(Pointing and labeling entries)
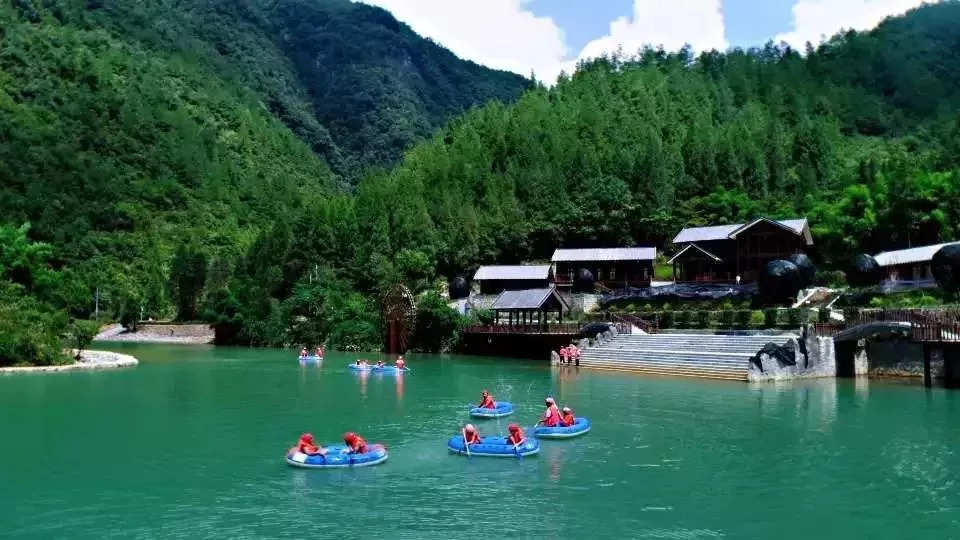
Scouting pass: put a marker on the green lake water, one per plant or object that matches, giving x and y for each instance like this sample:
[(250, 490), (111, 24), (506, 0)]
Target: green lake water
[(190, 444)]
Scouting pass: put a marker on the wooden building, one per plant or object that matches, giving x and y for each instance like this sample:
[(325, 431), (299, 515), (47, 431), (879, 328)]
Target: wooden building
[(611, 267), (722, 253), (496, 279), (529, 308), (911, 264)]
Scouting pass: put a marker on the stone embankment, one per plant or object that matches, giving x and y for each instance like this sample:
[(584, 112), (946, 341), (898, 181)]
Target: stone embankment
[(88, 361), (195, 334)]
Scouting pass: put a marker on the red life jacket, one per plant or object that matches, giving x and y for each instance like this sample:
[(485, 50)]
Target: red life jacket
[(551, 418)]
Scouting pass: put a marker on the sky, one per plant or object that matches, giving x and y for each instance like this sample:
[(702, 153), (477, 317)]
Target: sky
[(546, 37)]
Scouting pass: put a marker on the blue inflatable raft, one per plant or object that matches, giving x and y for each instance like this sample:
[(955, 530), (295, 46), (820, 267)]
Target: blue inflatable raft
[(504, 408), (392, 370), (494, 447), (580, 426), (336, 459)]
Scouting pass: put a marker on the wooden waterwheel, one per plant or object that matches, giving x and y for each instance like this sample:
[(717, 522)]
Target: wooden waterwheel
[(398, 318)]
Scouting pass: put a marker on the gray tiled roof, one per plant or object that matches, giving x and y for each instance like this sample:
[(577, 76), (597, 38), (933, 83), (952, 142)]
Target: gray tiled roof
[(528, 299), (605, 254), (723, 232), (512, 272), (908, 256)]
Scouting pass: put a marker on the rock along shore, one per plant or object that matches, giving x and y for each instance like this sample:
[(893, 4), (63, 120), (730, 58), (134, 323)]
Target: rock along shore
[(89, 360)]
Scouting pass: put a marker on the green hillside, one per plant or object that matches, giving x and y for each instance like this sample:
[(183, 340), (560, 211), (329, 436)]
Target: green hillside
[(175, 155)]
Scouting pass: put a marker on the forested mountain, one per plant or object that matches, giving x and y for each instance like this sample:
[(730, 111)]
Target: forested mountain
[(351, 81), (165, 154)]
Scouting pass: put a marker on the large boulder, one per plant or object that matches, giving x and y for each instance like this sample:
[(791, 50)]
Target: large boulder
[(806, 268), (779, 282), (459, 288), (864, 271), (584, 281), (946, 267)]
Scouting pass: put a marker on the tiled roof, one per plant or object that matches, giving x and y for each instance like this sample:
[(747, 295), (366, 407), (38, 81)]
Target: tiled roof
[(512, 272), (723, 232), (697, 248), (528, 299), (605, 254), (908, 256)]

**The problem**
Reproduce verbatim every line of the entries from the one containing "Scouting pass: put a marker on the sky, one" down to the one containing "281), (946, 267)]", including both of those lines.

**Result below**
Scouting pass: put a marker on the sky, one per plant or object that matches, giving x and y for each instance like this sample:
[(702, 153), (477, 317)]
Target: sky
[(546, 37)]
Scouting pass: put a marker on the blue inflatable raft, one per plant or object that matches, giving x and y for each instance like this sample:
[(955, 530), (295, 46), (820, 267)]
Target: blue inflatable raft
[(504, 408), (392, 370), (494, 447), (580, 426), (336, 459)]
Scouting pass: put a marker on the wooden waterwheel, one per plant or object that matches, giving x and y for each instance like this sample:
[(717, 522)]
Target: wooden waterwheel
[(398, 318)]
Scouting pass: put a marker on the gray tiled roof, one per plant or object that matches, giving x and y for each instance like this sample:
[(577, 76), (597, 38), (933, 83), (952, 142)]
Target: gray tiled roof
[(528, 299), (605, 254), (723, 232), (512, 272), (908, 256)]
Scouting pass: put a marker on the rock along shore, one per plant or object that matches, giving x and y for each instance like this sample:
[(893, 4), (63, 120), (730, 58), (134, 323)]
Target: rock along shore
[(89, 360)]
Scouting pass: put a marker on the green hillside, one per plant or object that matches, giving x and y for each instance like this sample:
[(183, 340), (560, 211), (329, 436)]
Target: green hillside
[(175, 155)]
Scouting pass: put a marker on the forested mountain, one per plant or object that matches, giving x and y for each instance like this sample:
[(730, 111)]
Target: forested mountain
[(351, 81), (165, 154)]
Scouting pass: put a marker on the large boulder, one per plant or object that matches, giving x and y for each instance like this sample:
[(791, 50)]
Target: large boulder
[(806, 268), (779, 282), (459, 288), (864, 271), (584, 281), (946, 267)]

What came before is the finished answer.